What you need to do:
For the records below, give the count of lines holding the word "positive" and nothing more.

►

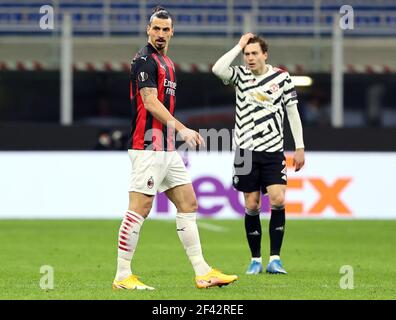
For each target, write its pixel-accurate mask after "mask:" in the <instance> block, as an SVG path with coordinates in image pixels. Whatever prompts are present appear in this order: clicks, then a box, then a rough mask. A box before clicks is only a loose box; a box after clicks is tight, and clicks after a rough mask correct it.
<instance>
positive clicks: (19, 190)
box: [0, 152, 396, 219]
mask: <svg viewBox="0 0 396 320" xmlns="http://www.w3.org/2000/svg"><path fill="white" fill-rule="evenodd" d="M286 155H287V174H288V188H287V192H286V210H287V215H288V216H289V217H292V218H328V219H337V218H352V219H353V218H362V219H396V209H395V206H394V204H393V200H394V197H395V196H394V190H393V181H395V180H396V153H364V152H353V153H348V152H307V153H306V164H305V166H304V168H303V169H302V170H300V171H299V172H294V170H293V166H292V156H293V154H292V153H286ZM182 157H183V159H184V160H185V163H186V166H187V170H188V172H189V174H190V176H191V179H192V182H193V186H194V189H195V192H196V196H197V199H198V204H199V208H198V215H199V216H200V217H210V218H216V219H217V218H218V219H238V218H240V217H241V216H243V212H244V204H243V195H242V194H241V193H240V192H237V191H236V190H235V189H234V188H233V187H232V177H233V169H232V167H233V166H232V164H233V153H232V152H196V153H192V152H190V153H188V154H184V155H182ZM129 176H130V162H129V158H128V154H127V152H1V153H0V191H1V201H0V218H7V219H12V218H46V219H52V218H54V219H58V218H69V219H76V218H84V219H86V218H87V219H90V218H92V219H100V218H106V219H107V218H121V217H122V216H123V214H124V211H125V210H126V209H127V206H128V193H127V190H128V184H129ZM379 203H380V204H381V205H380V206H379V205H378V204H379ZM175 212H176V211H175V208H174V206H173V204H171V203H170V202H169V201H168V200H167V198H166V196H165V195H164V194H158V195H157V196H156V198H155V200H154V204H153V209H152V211H151V213H150V218H152V219H155V218H160V219H169V218H174V216H175ZM262 212H263V213H262V214H263V215H264V216H265V215H268V214H269V212H270V205H269V201H268V198H267V197H266V196H264V195H263V197H262Z"/></svg>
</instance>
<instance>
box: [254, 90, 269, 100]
mask: <svg viewBox="0 0 396 320" xmlns="http://www.w3.org/2000/svg"><path fill="white" fill-rule="evenodd" d="M250 95H251V96H252V97H253V98H255V99H256V100H258V101H260V102H266V101H271V98H270V97H269V96H267V95H266V94H264V93H262V92H258V91H256V92H252V93H250Z"/></svg>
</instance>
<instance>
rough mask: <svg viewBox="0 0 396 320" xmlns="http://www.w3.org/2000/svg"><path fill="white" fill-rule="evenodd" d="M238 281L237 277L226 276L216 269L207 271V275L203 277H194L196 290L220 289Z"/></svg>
mask: <svg viewBox="0 0 396 320" xmlns="http://www.w3.org/2000/svg"><path fill="white" fill-rule="evenodd" d="M237 279H238V276H236V275H234V274H233V275H228V274H224V273H221V272H220V271H219V270H217V269H212V270H211V271H209V272H208V273H207V274H205V275H204V276H196V277H195V283H196V285H197V288H199V289H202V288H209V287H215V286H218V287H222V286H226V285H229V284H230V283H232V282H234V281H236V280H237Z"/></svg>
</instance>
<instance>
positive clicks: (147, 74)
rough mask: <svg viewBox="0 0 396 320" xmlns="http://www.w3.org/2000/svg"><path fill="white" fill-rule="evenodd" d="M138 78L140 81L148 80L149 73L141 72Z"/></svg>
mask: <svg viewBox="0 0 396 320" xmlns="http://www.w3.org/2000/svg"><path fill="white" fill-rule="evenodd" d="M138 79H139V81H141V82H144V81H146V80H147V79H148V74H147V72H140V73H139V75H138Z"/></svg>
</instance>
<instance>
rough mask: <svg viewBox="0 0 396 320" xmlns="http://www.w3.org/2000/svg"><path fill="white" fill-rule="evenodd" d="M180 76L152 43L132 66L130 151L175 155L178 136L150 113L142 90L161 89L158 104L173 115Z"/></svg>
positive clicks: (130, 86) (134, 58)
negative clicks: (147, 150) (140, 94)
mask: <svg viewBox="0 0 396 320" xmlns="http://www.w3.org/2000/svg"><path fill="white" fill-rule="evenodd" d="M176 85H177V82H176V73H175V66H174V64H173V62H172V60H171V59H169V58H168V57H167V56H166V55H162V54H160V53H158V51H157V50H156V49H155V48H154V47H153V46H152V45H151V44H150V43H148V44H147V45H146V46H145V47H143V48H142V49H141V50H140V51H139V52H138V53H137V54H136V55H135V57H134V59H133V61H132V64H131V75H130V99H131V103H132V124H131V136H130V142H129V146H128V148H129V149H137V150H154V151H172V150H175V132H174V130H173V129H172V128H170V127H167V126H166V125H163V124H162V123H161V122H160V121H158V120H157V119H155V118H154V117H153V116H152V114H151V113H150V112H148V111H147V110H146V109H145V107H144V105H143V101H142V97H141V95H140V90H141V89H143V88H157V91H158V100H159V101H161V102H162V104H163V105H164V106H165V108H167V109H168V111H169V112H170V114H171V115H173V114H174V111H175V105H176Z"/></svg>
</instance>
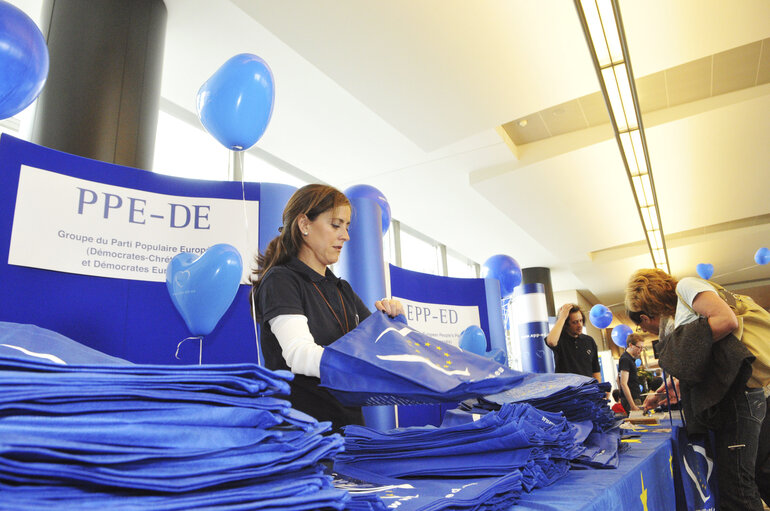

◄

Exercise solution:
3